Selected excerpt ->
• • • • • • •
The OS sits between your apps and the hardware. It gives every app a clean, safe view of the computer — without apps having to worry about sharing hardware with each other.


1. Processes — Each App Gets Its Own World

When you double-click Chrome, the OS creates a process — an isolated running instance of a program.

Each process gets its own:

  • Memory space: Chrome can’t accidentally read Spotify’s memory
  • File descriptors: open files and network connections
  • CPU time: the scheduler decides when it runs

Analogy: Think of an OS like an apartment building. Each process is a tenant with their own apartment. They can’t walk into each other’s apartments — but they share the same building infrastructure (electricity, water, internet).

Process: Chrome (PID 1234)
  Memory: 0x0000 – 0x7FFF  (its own private space)
  Files:  [socket to google.com, cache files, bookmark file]
  CPU:    gets 20ms, then another process runs

Process: Spotify (PID 5678)
  Memory: 0x0000 – 0x7FFF  (same addresses — different physical RAM!)
  Files:  [socket to Spotify servers, music cache]
  CPU:    gets 20ms, then another process runs

How Processes Are Created

In Unix/Linux, almost every process is created by forking an existing one:

# pseudocode
child_pid = fork()          # creates an exact copy of the current process
if child_pid == 0:
    exec("chrome")          # child: replace itself with Chrome
else:
    wait(child_pid)         # parent: wait for child to finish

fork() copies the parent process. exec() replaces the copy with a new program. This two-step dance is how every Unix program starts.
• • • • • • •
Task input ->
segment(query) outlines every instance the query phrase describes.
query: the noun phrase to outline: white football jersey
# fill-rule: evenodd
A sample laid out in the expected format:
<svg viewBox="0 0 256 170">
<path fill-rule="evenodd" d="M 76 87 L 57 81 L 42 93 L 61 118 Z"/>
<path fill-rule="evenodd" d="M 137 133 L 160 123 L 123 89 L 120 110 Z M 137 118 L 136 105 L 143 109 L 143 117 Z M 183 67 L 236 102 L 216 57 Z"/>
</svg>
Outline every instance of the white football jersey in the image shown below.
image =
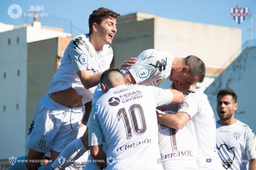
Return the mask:
<svg viewBox="0 0 256 170">
<path fill-rule="evenodd" d="M 187 126 L 197 144 L 195 155 L 199 169 L 222 169 L 216 149 L 215 118 L 207 96 L 199 89 L 187 91 L 178 112 L 190 116 Z"/>
<path fill-rule="evenodd" d="M 130 71 L 137 84 L 158 86 L 170 75 L 174 57 L 164 51 L 149 49 L 143 51 L 136 59 L 133 66 L 121 70 L 121 73 L 125 75 Z M 92 105 L 103 94 L 99 84 L 93 94 Z"/>
<path fill-rule="evenodd" d="M 231 125 L 216 123 L 217 149 L 226 169 L 248 169 L 249 161 L 256 158 L 256 139 L 253 129 L 238 120 Z"/>
<path fill-rule="evenodd" d="M 70 41 L 65 51 L 58 72 L 50 83 L 50 94 L 70 87 L 83 96 L 83 104 L 92 99 L 96 86 L 86 89 L 76 72 L 90 70 L 93 74 L 109 68 L 113 58 L 113 51 L 109 45 L 105 45 L 102 51 L 95 50 L 90 42 L 88 34 L 82 34 Z"/>
<path fill-rule="evenodd" d="M 169 90 L 131 85 L 111 88 L 99 99 L 89 125 L 89 139 L 98 137 L 89 140 L 89 145 L 102 144 L 105 137 L 106 169 L 163 169 L 157 163 L 161 157 L 155 109 L 173 97 Z"/>
<path fill-rule="evenodd" d="M 163 112 L 176 114 L 171 110 Z M 176 130 L 158 124 L 158 144 L 164 170 L 198 169 L 194 155 L 195 144 L 186 126 Z"/>
</svg>

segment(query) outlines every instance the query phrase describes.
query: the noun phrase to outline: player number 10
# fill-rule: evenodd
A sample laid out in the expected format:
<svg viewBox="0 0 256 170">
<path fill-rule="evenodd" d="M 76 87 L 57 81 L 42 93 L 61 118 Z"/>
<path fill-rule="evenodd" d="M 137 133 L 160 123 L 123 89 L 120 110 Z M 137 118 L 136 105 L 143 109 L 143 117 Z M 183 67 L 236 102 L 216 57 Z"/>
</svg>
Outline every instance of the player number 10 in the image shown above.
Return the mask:
<svg viewBox="0 0 256 170">
<path fill-rule="evenodd" d="M 147 126 L 146 125 L 146 121 L 144 115 L 144 112 L 141 105 L 138 104 L 135 104 L 130 107 L 129 109 L 129 112 L 131 120 L 132 125 L 133 127 L 133 131 L 137 135 L 140 135 L 145 133 L 147 130 Z M 136 113 L 137 116 L 139 118 L 137 120 L 136 117 Z M 121 119 L 125 125 L 125 128 L 126 131 L 126 138 L 127 139 L 131 138 L 131 126 L 129 122 L 128 116 L 125 110 L 125 109 L 123 107 L 119 109 L 117 114 L 118 121 L 120 121 Z M 140 123 L 141 127 L 139 127 L 138 121 Z"/>
</svg>

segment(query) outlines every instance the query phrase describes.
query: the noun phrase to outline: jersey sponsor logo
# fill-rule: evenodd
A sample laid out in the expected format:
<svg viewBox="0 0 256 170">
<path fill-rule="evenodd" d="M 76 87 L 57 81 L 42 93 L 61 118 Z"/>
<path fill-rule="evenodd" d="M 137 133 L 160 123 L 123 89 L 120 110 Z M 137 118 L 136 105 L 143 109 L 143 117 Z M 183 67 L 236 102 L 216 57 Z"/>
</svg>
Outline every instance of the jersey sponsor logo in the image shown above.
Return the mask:
<svg viewBox="0 0 256 170">
<path fill-rule="evenodd" d="M 146 68 L 142 68 L 138 71 L 138 75 L 140 78 L 145 78 L 149 75 L 149 70 Z"/>
<path fill-rule="evenodd" d="M 120 103 L 120 99 L 118 97 L 112 97 L 109 99 L 109 104 L 111 106 L 116 106 Z"/>
<path fill-rule="evenodd" d="M 123 146 L 118 148 L 116 150 L 116 151 L 123 151 L 129 149 L 131 149 L 132 148 L 137 148 L 138 146 L 141 145 L 142 144 L 150 144 L 152 142 L 152 140 L 151 139 L 146 138 L 145 139 L 138 142 L 136 142 L 131 143 L 131 144 L 127 144 L 126 145 Z"/>
<path fill-rule="evenodd" d="M 81 65 L 85 65 L 88 62 L 88 56 L 85 54 L 81 54 L 78 57 L 78 60 Z"/>
<path fill-rule="evenodd" d="M 185 93 L 185 94 L 184 95 L 184 96 L 186 96 L 187 95 L 189 95 L 190 93 L 195 93 L 195 92 L 194 90 L 189 90 Z"/>
<path fill-rule="evenodd" d="M 189 107 L 189 104 L 187 102 L 183 102 L 181 103 L 180 107 Z"/>
<path fill-rule="evenodd" d="M 233 135 L 233 136 L 234 136 L 235 140 L 237 140 L 240 138 L 241 134 L 239 133 L 239 132 L 234 132 L 234 134 Z"/>
<path fill-rule="evenodd" d="M 40 148 L 44 149 L 47 146 L 47 142 L 44 139 L 40 139 L 38 141 L 38 144 Z"/>
<path fill-rule="evenodd" d="M 162 158 L 162 159 L 178 158 L 182 156 L 193 156 L 192 151 L 190 150 L 184 150 L 176 152 L 174 152 L 166 155 Z"/>
<path fill-rule="evenodd" d="M 234 147 L 228 148 L 225 144 L 221 144 L 219 148 L 217 147 L 219 155 L 221 160 L 222 166 L 228 169 L 231 166 L 235 158 L 235 148 Z"/>
<path fill-rule="evenodd" d="M 159 60 L 157 61 L 155 65 L 152 64 L 149 64 L 149 65 L 152 66 L 156 68 L 157 68 L 160 72 L 162 72 L 163 70 L 165 70 L 167 65 L 167 58 L 165 58 L 165 61 L 164 59 L 161 60 L 161 61 Z"/>
<path fill-rule="evenodd" d="M 78 47 L 78 45 L 83 45 L 83 43 L 85 42 L 83 40 L 83 39 L 81 37 L 75 38 L 73 41 L 73 44 L 74 45 L 74 49 L 75 49 L 76 47 Z"/>
<path fill-rule="evenodd" d="M 34 124 L 35 124 L 35 122 L 34 122 L 34 121 L 32 121 L 32 123 L 30 124 L 30 128 L 29 128 L 29 129 L 28 130 L 28 135 L 32 133 L 32 131 L 33 130 L 33 128 L 34 128 Z"/>
</svg>

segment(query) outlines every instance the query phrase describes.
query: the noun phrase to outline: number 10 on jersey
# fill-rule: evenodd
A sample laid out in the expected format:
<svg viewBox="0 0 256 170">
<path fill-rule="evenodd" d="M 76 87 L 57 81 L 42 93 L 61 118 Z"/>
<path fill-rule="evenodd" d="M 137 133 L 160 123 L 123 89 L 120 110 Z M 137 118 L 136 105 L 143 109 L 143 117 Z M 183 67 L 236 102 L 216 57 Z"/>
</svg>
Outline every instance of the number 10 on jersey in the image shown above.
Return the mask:
<svg viewBox="0 0 256 170">
<path fill-rule="evenodd" d="M 147 126 L 144 112 L 141 105 L 138 104 L 132 105 L 129 109 L 129 113 L 135 134 L 140 135 L 145 133 L 147 130 Z M 131 130 L 125 109 L 123 107 L 119 109 L 117 116 L 118 121 L 120 121 L 121 119 L 124 123 L 126 138 L 127 139 L 130 138 L 132 137 Z"/>
</svg>

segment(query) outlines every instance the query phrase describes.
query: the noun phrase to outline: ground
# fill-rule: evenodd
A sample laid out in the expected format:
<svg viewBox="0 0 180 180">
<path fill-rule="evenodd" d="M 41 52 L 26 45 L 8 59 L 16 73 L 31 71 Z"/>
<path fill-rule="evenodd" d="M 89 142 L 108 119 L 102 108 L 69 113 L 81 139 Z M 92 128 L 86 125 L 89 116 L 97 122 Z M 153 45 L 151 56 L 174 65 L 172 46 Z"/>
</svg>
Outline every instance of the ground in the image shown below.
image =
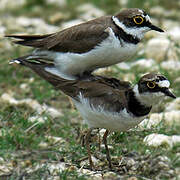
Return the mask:
<svg viewBox="0 0 180 180">
<path fill-rule="evenodd" d="M 179 97 L 178 1 L 0 2 L 0 179 L 180 178 L 180 142 L 175 140 L 180 128 L 179 98 L 167 98 L 156 106 L 145 120 L 151 125 L 144 123 L 128 132 L 111 133 L 108 144 L 113 170 L 108 169 L 104 146 L 99 149 L 103 130 L 95 130 L 91 149 L 97 170 L 91 171 L 79 138 L 87 127 L 69 98 L 28 68 L 8 64 L 31 48 L 12 44 L 5 34 L 51 33 L 86 18 L 115 14 L 124 7 L 145 9 L 167 33 L 149 32 L 129 62 L 97 73 L 136 83 L 144 73 L 160 72 Z M 164 135 L 164 139 L 158 139 L 158 143 L 145 141 L 153 133 L 155 137 Z"/>
</svg>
• • • • • • •
What to work on ->
A: Return each line of the entries that contains the string "below".
B: Pick up the excerpt on operating system processes after its final sentence and continue writing it.
The entries have no connection to the text on operating system processes.

Answers per task ->
A:
Outline every instance of the white football jersey in the image shown below.
Outline every instance of the ground in the image shown below.

B:
2. Threads — Multiple Workers in One Apartment

A process is isolated from others. But inside one process, you might want to do several things at once — download data while keeping the UI responsive, for example.

Threads are like multiple workers inside the same apartment. They share memory, so they can work on the same data — but this sharing creates risk.

Chrome process:
  Thread 1: renders the webpage
  Thread 2: downloads the next image
  Thread 3: handles keyboard input
  Thread 4: runs JavaScript
  (all share the same memory space)

The problem: if Thread 1 and Thread 2 both try to update the same variable at the same time, you get a race condition:

Thread 1:  reads balance = 100
Thread 2:  reads balance = 100
Thread 1:  writes balance = 100 - 50 = 50
Thread 2:  writes balance = 100 - 50 = 50   ← lost the first withdrawal!

Both threads deducted 50, but the balance only went down by 50 instead of 100. The bank loses money.

Solving Race Conditions: Locks

A mutex (mutual exclusion lock) ensures only one thread accesses shared data at a time:

lock.acquire()
balance = balance - 50   # only one thread at a time can do this
lock.release()

Thread 2 will wait at lock.acquire() until Thread 1 calls lock.release(). The operation is now atomic — it can’t be interrupted halfway.

But locks have their own danger: deadlock.

Thread A: holds Lock 1, waiting for Lock 2
Thread B: holds Lock 2, waiting for Lock 1
→ both wait forever. System freezes.

Concurrency bugs are among the hardest to find and fix. They happen rarely, only under specific timing conditions, and are almost impossible to reproduce reliably.


3. The Scheduler — Who Gets the CPU?

You have 4 cores and 200 threads wanting to run. The scheduler decides who runs when.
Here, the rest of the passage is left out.